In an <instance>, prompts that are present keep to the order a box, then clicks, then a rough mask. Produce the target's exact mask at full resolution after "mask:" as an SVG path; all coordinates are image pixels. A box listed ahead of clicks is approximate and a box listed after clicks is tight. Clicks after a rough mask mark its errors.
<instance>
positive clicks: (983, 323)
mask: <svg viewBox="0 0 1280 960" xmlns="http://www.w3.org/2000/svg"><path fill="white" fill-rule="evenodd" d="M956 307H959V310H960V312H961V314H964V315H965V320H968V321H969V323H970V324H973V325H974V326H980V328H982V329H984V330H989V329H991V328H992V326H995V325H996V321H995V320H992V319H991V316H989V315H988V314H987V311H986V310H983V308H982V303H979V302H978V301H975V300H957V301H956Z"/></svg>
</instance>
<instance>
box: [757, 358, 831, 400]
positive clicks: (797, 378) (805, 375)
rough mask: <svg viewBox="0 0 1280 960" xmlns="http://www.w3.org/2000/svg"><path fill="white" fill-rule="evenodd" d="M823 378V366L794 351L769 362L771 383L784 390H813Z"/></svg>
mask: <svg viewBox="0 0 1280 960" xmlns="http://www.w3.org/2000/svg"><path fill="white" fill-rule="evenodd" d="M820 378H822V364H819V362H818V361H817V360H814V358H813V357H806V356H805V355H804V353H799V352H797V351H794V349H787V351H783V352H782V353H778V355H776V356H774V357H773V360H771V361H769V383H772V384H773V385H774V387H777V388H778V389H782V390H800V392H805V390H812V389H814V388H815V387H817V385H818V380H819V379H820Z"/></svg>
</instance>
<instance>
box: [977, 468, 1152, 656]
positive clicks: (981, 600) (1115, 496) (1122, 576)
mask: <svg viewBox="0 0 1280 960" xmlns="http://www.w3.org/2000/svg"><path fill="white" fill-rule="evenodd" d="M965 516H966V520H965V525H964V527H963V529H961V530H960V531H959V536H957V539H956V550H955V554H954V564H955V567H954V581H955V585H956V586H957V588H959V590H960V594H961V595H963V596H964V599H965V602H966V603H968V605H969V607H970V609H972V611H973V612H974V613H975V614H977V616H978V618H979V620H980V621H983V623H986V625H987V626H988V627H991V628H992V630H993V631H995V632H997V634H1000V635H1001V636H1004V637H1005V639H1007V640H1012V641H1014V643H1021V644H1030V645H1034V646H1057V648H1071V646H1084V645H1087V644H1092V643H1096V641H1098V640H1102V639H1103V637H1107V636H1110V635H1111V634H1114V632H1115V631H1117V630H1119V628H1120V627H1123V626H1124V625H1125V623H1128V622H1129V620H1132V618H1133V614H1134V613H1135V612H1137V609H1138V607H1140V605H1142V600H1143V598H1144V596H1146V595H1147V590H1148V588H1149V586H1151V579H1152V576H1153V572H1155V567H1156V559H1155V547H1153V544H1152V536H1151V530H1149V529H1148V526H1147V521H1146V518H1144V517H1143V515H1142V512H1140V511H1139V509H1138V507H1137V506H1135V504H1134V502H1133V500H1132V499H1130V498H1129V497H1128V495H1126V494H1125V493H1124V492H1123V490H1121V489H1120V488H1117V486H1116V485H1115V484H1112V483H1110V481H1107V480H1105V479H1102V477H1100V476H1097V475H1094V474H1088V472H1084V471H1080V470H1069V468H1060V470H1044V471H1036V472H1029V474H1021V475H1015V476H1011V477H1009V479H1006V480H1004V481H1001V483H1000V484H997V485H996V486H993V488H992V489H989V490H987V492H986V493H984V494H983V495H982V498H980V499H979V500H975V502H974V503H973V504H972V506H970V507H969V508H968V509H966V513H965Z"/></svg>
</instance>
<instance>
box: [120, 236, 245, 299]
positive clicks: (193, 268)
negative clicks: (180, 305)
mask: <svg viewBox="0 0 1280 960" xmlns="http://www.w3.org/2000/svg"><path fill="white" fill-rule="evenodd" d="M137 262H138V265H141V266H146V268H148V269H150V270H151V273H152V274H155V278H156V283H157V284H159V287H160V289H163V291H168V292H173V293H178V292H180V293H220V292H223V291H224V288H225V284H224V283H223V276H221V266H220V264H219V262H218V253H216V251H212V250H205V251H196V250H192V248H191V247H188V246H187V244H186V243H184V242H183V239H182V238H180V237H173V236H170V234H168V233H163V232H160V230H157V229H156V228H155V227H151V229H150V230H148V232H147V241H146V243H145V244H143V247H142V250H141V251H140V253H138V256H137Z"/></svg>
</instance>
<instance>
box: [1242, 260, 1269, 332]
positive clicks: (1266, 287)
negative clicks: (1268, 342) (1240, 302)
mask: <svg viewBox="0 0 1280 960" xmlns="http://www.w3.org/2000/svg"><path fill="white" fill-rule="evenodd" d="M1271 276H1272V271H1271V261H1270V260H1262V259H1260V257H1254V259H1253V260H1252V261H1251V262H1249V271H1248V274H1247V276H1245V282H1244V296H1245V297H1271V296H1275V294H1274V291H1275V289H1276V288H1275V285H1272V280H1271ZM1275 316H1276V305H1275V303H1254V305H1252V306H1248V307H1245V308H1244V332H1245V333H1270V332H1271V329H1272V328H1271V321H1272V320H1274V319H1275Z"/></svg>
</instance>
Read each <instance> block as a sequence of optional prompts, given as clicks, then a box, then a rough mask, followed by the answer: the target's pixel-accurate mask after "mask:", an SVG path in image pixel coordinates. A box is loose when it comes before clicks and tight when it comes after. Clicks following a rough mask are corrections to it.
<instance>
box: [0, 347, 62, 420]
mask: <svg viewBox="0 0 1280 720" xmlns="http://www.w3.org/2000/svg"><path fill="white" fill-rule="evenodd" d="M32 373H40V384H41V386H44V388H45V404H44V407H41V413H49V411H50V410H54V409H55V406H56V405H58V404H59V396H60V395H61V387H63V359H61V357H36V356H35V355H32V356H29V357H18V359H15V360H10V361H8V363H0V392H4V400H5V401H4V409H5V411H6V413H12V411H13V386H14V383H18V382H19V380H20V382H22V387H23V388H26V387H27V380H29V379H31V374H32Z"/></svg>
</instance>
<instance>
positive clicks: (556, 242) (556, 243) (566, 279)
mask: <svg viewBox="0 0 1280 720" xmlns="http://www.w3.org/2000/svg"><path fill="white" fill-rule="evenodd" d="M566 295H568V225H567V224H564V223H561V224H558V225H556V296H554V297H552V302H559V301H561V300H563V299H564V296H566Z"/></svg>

----

### EXERCISE REQUIREMENTS
Reproduce all of the rows above without changing a single character.

### ANSWER BELOW
In an <instance>, prompts that are present keep to the order a box, then clicks, then a rough mask. Produce the target's exact mask at full resolution after "mask:" as an SVG path; all coordinates are image pixels. A box listed ahead of clicks is approximate and a box listed after clicks is tight. Clicks after a rough mask mark its errors.
<instance>
positive clicks: (983, 323)
mask: <svg viewBox="0 0 1280 960" xmlns="http://www.w3.org/2000/svg"><path fill="white" fill-rule="evenodd" d="M956 307H959V310H960V312H961V314H964V315H965V320H968V321H969V323H970V324H973V325H974V326H980V328H982V329H984V330H989V329H991V328H992V326H995V325H996V321H995V320H992V319H991V316H989V315H988V314H987V311H986V310H983V308H982V303H979V302H978V301H975V300H957V301H956Z"/></svg>
</instance>
<instance>
box: [757, 358, 831, 400]
positive clicks: (797, 378) (805, 375)
rough mask: <svg viewBox="0 0 1280 960" xmlns="http://www.w3.org/2000/svg"><path fill="white" fill-rule="evenodd" d="M823 378V366L794 351L769 362L771 383L784 390H813Z"/></svg>
mask: <svg viewBox="0 0 1280 960" xmlns="http://www.w3.org/2000/svg"><path fill="white" fill-rule="evenodd" d="M820 378H822V364H819V362H818V361H817V360H814V358H813V357H806V356H805V355H804V353H799V352H797V351H794V349H787V351H783V352H782V353H778V355H776V356H774V357H773V360H771V361H769V383H772V384H773V385H774V387H777V388H778V389H782V390H800V392H805V390H812V389H814V388H815V387H817V385H818V380H819V379H820Z"/></svg>
</instance>
<instance>
box: [977, 468, 1152, 656]
positive clicks: (981, 600) (1115, 496) (1122, 576)
mask: <svg viewBox="0 0 1280 960" xmlns="http://www.w3.org/2000/svg"><path fill="white" fill-rule="evenodd" d="M965 516H966V520H965V525H964V527H963V529H961V530H960V531H959V536H957V539H956V550H955V554H954V564H955V567H954V581H955V585H956V586H957V588H959V590H960V594H961V595H963V596H964V599H965V602H966V603H968V605H969V607H970V609H972V611H973V612H974V613H975V614H977V616H978V618H979V620H980V621H983V623H986V625H987V626H988V627H991V628H992V630H993V631H995V632H997V634H1000V635H1001V636H1004V637H1005V639H1007V640H1012V641H1014V643H1021V644H1030V645H1034V646H1057V648H1071V646H1084V645H1087V644H1092V643H1096V641H1098V640H1102V639H1103V637H1107V636H1110V635H1111V634H1114V632H1115V631H1117V630H1119V628H1120V627H1123V626H1124V625H1125V623H1128V622H1129V620H1132V618H1133V614H1134V613H1135V612H1137V609H1138V607H1140V605H1142V600H1143V598H1144V596H1146V595H1147V590H1148V588H1149V586H1151V579H1152V576H1153V572H1155V567H1156V559H1155V547H1153V544H1152V536H1151V530H1149V529H1148V526H1147V521H1146V518H1144V517H1143V515H1142V512H1140V511H1139V509H1138V507H1137V506H1135V504H1134V502H1133V500H1132V499H1130V498H1129V497H1128V495H1126V494H1125V493H1124V492H1123V490H1121V489H1120V488H1117V486H1116V485H1115V484H1112V483H1110V481H1107V480H1105V479H1102V477H1100V476H1097V475H1094V474H1088V472H1084V471H1080V470H1069V468H1060V470H1044V471H1036V472H1029V474H1021V475H1015V476H1011V477H1009V479H1006V480H1004V481H1001V483H1000V484H997V485H996V486H993V488H992V489H989V490H987V492H986V493H984V494H983V495H982V498H980V499H979V500H975V502H974V503H973V504H972V506H970V507H969V508H968V509H966V513H965Z"/></svg>
</instance>
<instance>
box: [120, 236, 245, 299]
positive clicks: (193, 268)
negative clicks: (180, 305)
mask: <svg viewBox="0 0 1280 960" xmlns="http://www.w3.org/2000/svg"><path fill="white" fill-rule="evenodd" d="M137 262H138V265H141V266H146V268H148V269H150V270H151V273H152V274H155V278H156V283H157V284H159V287H160V289H163V291H168V292H173V293H178V292H180V293H220V292H223V291H224V288H225V284H224V283H223V276H221V266H220V264H219V262H218V253H216V251H212V250H205V251H196V250H192V248H191V247H188V246H187V244H186V243H184V242H183V239H182V238H180V237H173V236H170V234H168V233H163V232H160V230H157V229H156V228H155V227H151V229H150V230H148V232H147V241H146V243H145V244H143V247H142V250H141V251H140V253H138V256H137Z"/></svg>
</instance>
<instance>
box: [1242, 260, 1269, 332]
positive clicks: (1266, 287)
negative clicks: (1268, 342) (1240, 302)
mask: <svg viewBox="0 0 1280 960" xmlns="http://www.w3.org/2000/svg"><path fill="white" fill-rule="evenodd" d="M1271 276H1272V271H1271V261H1270V260H1262V259H1260V257H1254V259H1253V260H1252V261H1251V262H1249V271H1248V274H1247V276H1245V282H1244V296H1245V297H1271V296H1275V294H1274V291H1275V289H1276V288H1275V285H1272V280H1271ZM1275 316H1276V305H1275V303H1254V305H1252V306H1248V307H1245V308H1244V332H1245V333H1270V332H1271V329H1272V328H1271V321H1272V320H1274V319H1275Z"/></svg>
</instance>
Read each <instance> block as a sequence of optional prompts, given as clicks, then a box, then a rough mask, followed by the answer: the target's pixel-accurate mask after "mask:", an SVG path in image pixel coordinates. A box is loose when it comes before clicks and tight when it comes after. Clicks following a rough mask are corrections to it.
<instance>
box: [0, 347, 62, 420]
mask: <svg viewBox="0 0 1280 720" xmlns="http://www.w3.org/2000/svg"><path fill="white" fill-rule="evenodd" d="M32 373H40V384H41V386H44V388H45V404H44V407H41V413H49V411H50V410H54V409H55V406H56V405H58V404H59V396H60V395H61V387H63V359H61V357H36V356H35V355H32V356H29V357H18V359H15V360H10V361H8V363H0V392H4V400H5V401H4V409H5V411H6V413H12V411H13V386H14V383H18V382H19V380H20V382H22V387H23V388H26V387H27V380H29V379H31V374H32Z"/></svg>
</instance>
<instance>
positive clicks: (556, 242) (556, 243) (566, 279)
mask: <svg viewBox="0 0 1280 720" xmlns="http://www.w3.org/2000/svg"><path fill="white" fill-rule="evenodd" d="M566 295H568V225H567V224H564V223H561V224H558V225H556V296H554V297H552V302H559V301H561V300H563V299H564V296H566Z"/></svg>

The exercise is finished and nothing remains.